▶ **Exercise goal**
Copy each of the entries below faithfully, setting aside any pictures.

▶ **Recorded data**
^^^^^^^^^^^^^^^^

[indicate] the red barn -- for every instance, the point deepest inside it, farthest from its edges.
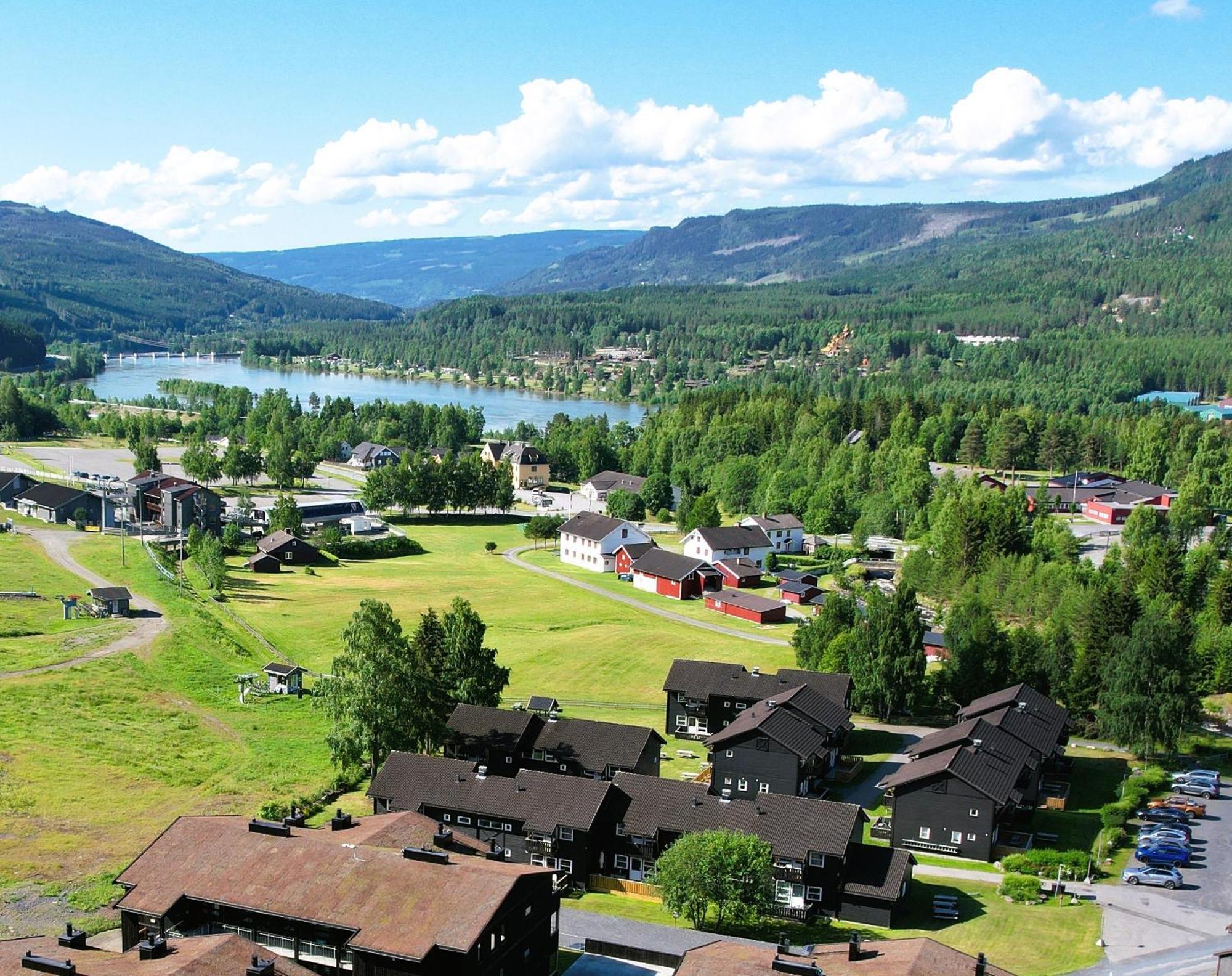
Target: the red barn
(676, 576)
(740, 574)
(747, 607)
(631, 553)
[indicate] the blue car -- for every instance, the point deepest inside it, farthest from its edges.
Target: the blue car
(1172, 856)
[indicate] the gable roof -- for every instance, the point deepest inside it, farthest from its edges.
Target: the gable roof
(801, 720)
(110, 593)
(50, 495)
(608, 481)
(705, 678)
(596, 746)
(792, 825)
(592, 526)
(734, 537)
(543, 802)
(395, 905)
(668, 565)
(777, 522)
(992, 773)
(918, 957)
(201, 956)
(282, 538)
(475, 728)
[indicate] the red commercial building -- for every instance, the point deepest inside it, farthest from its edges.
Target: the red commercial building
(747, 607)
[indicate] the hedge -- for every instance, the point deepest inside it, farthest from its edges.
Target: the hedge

^^^^^^^^^^^^^^^^

▶ **Expected output**
[indicate] the red barn -- for every instance, the point deepest inside it, farthest from its edges.
Target: the red barn
(676, 576)
(740, 574)
(747, 607)
(631, 553)
[indicate] the blue car -- for every instance, the point deepest inside it, farthest from its edges.
Target: the blue car
(1172, 856)
[indicate] the gable roof -- for every instance, the point deepest inside it, farthest from its edges.
Target: the gable roof
(801, 720)
(110, 593)
(50, 495)
(608, 481)
(705, 678)
(596, 746)
(792, 825)
(592, 526)
(734, 537)
(543, 802)
(395, 905)
(668, 565)
(777, 522)
(992, 773)
(918, 957)
(201, 956)
(282, 538)
(475, 728)
[indicate] the red commercial building -- for every instance, the point deepest inside it, farthest from its edges.
Target: the red commercial building
(747, 607)
[indicate] the hedge -- for every instance, the point deepest inside it, farthest from its edges.
Target: the hedge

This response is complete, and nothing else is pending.